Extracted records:
--------------------------------------------------
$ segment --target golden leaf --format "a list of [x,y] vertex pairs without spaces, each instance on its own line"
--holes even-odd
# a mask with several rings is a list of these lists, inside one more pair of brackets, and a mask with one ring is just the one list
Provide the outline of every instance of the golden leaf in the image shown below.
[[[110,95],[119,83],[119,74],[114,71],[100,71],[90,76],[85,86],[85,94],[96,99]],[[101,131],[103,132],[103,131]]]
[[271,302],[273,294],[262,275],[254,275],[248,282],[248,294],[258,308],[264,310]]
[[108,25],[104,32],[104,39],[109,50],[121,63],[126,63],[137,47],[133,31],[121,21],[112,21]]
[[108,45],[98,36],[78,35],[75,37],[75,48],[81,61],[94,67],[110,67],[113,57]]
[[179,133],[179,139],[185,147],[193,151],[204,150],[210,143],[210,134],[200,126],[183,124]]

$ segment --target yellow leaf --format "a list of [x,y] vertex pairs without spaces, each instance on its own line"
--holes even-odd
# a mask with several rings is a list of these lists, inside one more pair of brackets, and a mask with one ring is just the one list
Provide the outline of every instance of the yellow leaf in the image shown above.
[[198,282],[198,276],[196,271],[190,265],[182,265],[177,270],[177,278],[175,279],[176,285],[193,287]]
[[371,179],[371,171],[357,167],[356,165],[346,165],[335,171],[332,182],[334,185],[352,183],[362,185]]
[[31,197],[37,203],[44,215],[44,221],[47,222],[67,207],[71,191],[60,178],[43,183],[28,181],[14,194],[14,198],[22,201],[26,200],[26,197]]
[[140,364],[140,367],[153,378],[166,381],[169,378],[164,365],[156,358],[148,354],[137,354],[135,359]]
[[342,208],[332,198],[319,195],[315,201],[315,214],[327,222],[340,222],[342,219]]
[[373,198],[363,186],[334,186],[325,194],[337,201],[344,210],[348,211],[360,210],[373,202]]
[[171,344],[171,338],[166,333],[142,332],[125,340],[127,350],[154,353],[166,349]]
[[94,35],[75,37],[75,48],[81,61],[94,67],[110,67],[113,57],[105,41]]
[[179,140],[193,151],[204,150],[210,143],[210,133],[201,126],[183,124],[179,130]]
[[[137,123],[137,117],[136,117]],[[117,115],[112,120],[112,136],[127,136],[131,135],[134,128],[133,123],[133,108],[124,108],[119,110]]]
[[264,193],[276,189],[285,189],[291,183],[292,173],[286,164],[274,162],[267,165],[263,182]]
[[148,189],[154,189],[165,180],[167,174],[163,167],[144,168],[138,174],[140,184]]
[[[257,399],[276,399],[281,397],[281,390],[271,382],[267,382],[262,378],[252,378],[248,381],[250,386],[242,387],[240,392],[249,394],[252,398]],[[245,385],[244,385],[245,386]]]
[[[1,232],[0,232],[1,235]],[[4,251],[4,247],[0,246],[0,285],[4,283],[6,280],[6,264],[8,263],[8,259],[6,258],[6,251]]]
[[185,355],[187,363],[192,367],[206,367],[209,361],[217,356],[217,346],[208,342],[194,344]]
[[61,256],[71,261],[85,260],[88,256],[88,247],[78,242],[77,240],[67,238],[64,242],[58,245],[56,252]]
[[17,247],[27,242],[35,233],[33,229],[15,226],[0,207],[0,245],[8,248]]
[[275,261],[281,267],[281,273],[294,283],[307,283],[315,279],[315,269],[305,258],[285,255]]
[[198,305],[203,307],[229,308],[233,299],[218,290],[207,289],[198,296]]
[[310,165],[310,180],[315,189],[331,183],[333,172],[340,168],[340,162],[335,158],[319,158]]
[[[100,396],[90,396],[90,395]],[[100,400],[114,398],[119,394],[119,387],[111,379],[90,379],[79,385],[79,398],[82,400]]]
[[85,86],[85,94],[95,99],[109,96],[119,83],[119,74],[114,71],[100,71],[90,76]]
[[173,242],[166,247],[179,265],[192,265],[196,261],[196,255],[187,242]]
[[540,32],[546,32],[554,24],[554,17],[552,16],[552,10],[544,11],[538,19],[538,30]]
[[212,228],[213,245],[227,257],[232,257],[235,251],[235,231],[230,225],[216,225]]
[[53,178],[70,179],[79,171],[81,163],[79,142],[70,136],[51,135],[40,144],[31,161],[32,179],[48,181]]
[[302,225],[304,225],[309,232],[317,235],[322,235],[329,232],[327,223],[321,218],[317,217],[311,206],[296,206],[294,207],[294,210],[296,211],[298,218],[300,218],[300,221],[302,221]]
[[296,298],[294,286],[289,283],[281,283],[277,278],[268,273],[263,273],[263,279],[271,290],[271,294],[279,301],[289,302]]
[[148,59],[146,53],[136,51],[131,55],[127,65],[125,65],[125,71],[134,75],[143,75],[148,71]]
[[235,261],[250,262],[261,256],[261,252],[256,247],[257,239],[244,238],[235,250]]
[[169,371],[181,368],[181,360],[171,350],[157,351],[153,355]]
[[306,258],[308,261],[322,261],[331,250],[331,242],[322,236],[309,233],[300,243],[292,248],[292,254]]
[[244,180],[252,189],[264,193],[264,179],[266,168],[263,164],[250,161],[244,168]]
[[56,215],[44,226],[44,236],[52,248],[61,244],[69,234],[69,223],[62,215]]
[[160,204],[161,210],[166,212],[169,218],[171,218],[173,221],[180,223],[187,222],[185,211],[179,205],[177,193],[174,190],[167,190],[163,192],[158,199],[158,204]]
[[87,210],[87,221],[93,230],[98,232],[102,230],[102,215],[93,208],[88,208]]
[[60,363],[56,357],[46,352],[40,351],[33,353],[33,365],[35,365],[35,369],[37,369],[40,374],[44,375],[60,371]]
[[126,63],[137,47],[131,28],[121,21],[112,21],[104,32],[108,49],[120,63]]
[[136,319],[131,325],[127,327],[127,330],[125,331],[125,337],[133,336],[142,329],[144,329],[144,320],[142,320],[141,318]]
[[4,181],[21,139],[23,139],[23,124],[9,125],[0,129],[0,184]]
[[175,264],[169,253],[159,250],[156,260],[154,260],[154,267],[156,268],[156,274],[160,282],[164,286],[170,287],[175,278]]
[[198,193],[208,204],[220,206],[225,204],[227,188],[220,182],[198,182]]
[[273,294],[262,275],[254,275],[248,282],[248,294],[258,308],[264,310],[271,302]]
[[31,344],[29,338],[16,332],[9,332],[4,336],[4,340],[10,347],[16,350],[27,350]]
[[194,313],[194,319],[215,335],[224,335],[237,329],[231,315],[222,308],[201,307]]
--------------------------------------------------
What is needed: Return every line of the extracted records above without changing a single character.

Solution:
$ segment --target golden leaf --format "a list of [x,y] vertex pairs without spaces, each instance on its own line"
--holes even-odd
# a mask with several rings is a list of these lists, inside one more pair of brackets, and a mask with one ring is just the one list
Provide the outline of every instance of the golden leaf in the image shown below.
[[[110,95],[119,83],[119,74],[114,71],[100,71],[90,76],[85,86],[85,94],[96,99]],[[101,131],[103,132],[103,131]]]
[[271,302],[273,294],[262,275],[254,275],[248,282],[248,294],[258,308],[264,310]]
[[108,25],[104,32],[104,39],[109,50],[121,63],[126,63],[137,47],[133,31],[121,21],[112,21]]
[[108,45],[98,36],[78,35],[75,37],[75,48],[81,61],[94,67],[110,67],[113,57]]
[[179,133],[179,139],[185,147],[193,151],[204,150],[210,143],[210,134],[200,126],[183,124]]

$ segment --target yellow leaf --format "a list of [x,y] vertex pairs without spaces, each instance on its own line"
--holes even-odd
# a mask with several rings is a list of these lists, inside one more pair of brackets, and a mask with one ring is just the one list
Provide the outline of every instance of the yellow leaf in the image shown above.
[[198,282],[198,276],[196,271],[190,265],[182,265],[177,270],[177,278],[175,279],[176,285],[193,287]]
[[371,179],[371,171],[357,167],[356,165],[346,165],[335,171],[332,182],[334,185],[352,183],[362,185]]
[[31,197],[37,203],[44,215],[44,221],[47,222],[67,207],[71,191],[60,178],[43,183],[28,181],[14,194],[14,198],[22,201],[26,200],[26,197]]
[[140,364],[140,367],[153,378],[166,381],[169,378],[164,365],[156,358],[148,354],[137,354],[135,359]]
[[342,208],[332,198],[319,195],[315,201],[315,214],[327,222],[340,222],[342,219]]
[[373,198],[363,186],[334,186],[325,194],[337,201],[344,210],[348,211],[360,210],[373,202]]
[[171,344],[171,338],[166,333],[142,332],[125,340],[127,350],[154,353],[166,349]]
[[94,35],[75,37],[75,48],[81,61],[94,67],[110,67],[113,57],[105,41]]
[[179,140],[193,151],[204,150],[210,143],[210,133],[201,126],[183,124],[179,130]]
[[[137,123],[137,117],[136,117]],[[117,115],[112,120],[112,136],[127,136],[131,135],[134,128],[133,123],[133,108],[124,108],[119,110]]]
[[264,193],[276,189],[285,189],[291,183],[292,173],[286,164],[274,162],[267,165],[263,182]]
[[148,189],[154,189],[165,180],[167,174],[163,167],[144,168],[138,174],[140,184]]
[[[257,399],[276,399],[281,397],[281,390],[271,382],[267,382],[262,378],[252,378],[248,381],[250,386],[242,387],[240,392],[249,394],[252,398]],[[245,385],[244,385],[245,386]]]
[[[1,232],[0,232],[1,235]],[[4,251],[4,247],[0,246],[0,285],[4,283],[6,280],[6,264],[8,263],[8,259],[6,258],[6,251]]]
[[185,355],[187,363],[192,367],[206,367],[209,361],[217,356],[217,346],[208,342],[194,344]]
[[61,256],[71,261],[85,260],[88,256],[88,247],[78,242],[77,240],[67,238],[64,242],[58,245],[56,252]]
[[17,247],[27,242],[35,233],[33,229],[15,226],[0,207],[0,245],[8,248]]
[[275,261],[281,267],[281,273],[294,283],[307,283],[315,279],[315,269],[305,258],[285,255]]
[[198,305],[203,307],[229,308],[233,299],[218,290],[207,289],[198,296]]
[[310,165],[310,180],[315,189],[331,183],[333,172],[340,168],[340,162],[335,158],[319,158]]
[[[100,396],[90,396],[90,395]],[[100,400],[114,398],[119,394],[119,387],[111,379],[90,379],[79,385],[79,398],[82,400]]]
[[85,86],[85,94],[95,99],[109,96],[119,83],[119,74],[114,71],[100,71],[90,76]]
[[173,242],[166,247],[179,265],[192,265],[196,261],[196,255],[187,242]]
[[540,32],[546,32],[554,24],[554,17],[552,16],[552,10],[544,11],[538,19],[538,30]]
[[212,228],[213,245],[227,257],[232,257],[235,251],[235,231],[230,225],[216,225]]
[[53,178],[70,179],[79,171],[81,163],[79,142],[70,136],[51,135],[40,144],[31,161],[32,179],[48,181]]
[[302,225],[304,225],[309,232],[317,235],[322,235],[329,232],[327,223],[321,218],[317,217],[311,206],[296,206],[294,207],[294,210],[296,211],[298,218],[300,218],[300,221],[302,221]]
[[296,298],[294,286],[289,283],[281,283],[277,278],[268,273],[263,273],[263,279],[271,290],[271,294],[279,301],[289,302]]
[[148,59],[146,53],[136,51],[131,55],[127,65],[125,65],[125,71],[134,75],[143,75],[148,71]]
[[235,261],[250,262],[261,256],[261,252],[256,247],[257,239],[244,238],[235,250]]
[[169,371],[181,368],[181,360],[171,350],[157,351],[153,355]]
[[306,258],[308,261],[322,261],[331,250],[331,242],[322,236],[309,233],[300,243],[292,248],[292,254]]
[[244,180],[252,189],[264,193],[264,179],[266,168],[263,164],[250,161],[244,168]]
[[56,215],[44,226],[44,236],[52,248],[61,244],[69,234],[69,223],[62,215]]
[[160,204],[161,210],[166,212],[169,218],[171,218],[173,221],[180,223],[187,222],[185,211],[179,205],[177,193],[174,190],[167,190],[163,192],[158,199],[158,204]]
[[87,210],[87,221],[93,230],[98,232],[102,230],[102,215],[93,208],[88,208]]
[[60,363],[56,357],[46,352],[40,351],[33,353],[33,365],[35,365],[35,369],[37,369],[40,374],[44,375],[60,371]]
[[126,63],[137,47],[131,28],[121,21],[112,21],[104,32],[108,49],[120,63]]
[[136,319],[131,325],[127,327],[127,330],[125,331],[125,337],[133,336],[142,329],[144,329],[144,320],[142,320],[141,318]]
[[4,181],[21,139],[23,139],[23,124],[9,125],[0,129],[0,184]]
[[175,264],[169,253],[159,250],[156,260],[154,260],[154,267],[156,268],[156,274],[160,282],[164,286],[170,287],[175,278]]
[[198,193],[208,204],[220,206],[225,204],[227,188],[220,182],[198,182]]
[[273,294],[262,275],[254,275],[248,282],[248,294],[258,308],[264,310],[271,302]]
[[31,344],[29,338],[16,332],[9,332],[4,336],[4,340],[10,347],[16,350],[27,350]]
[[194,313],[194,319],[215,335],[224,335],[237,329],[231,315],[222,308],[201,307]]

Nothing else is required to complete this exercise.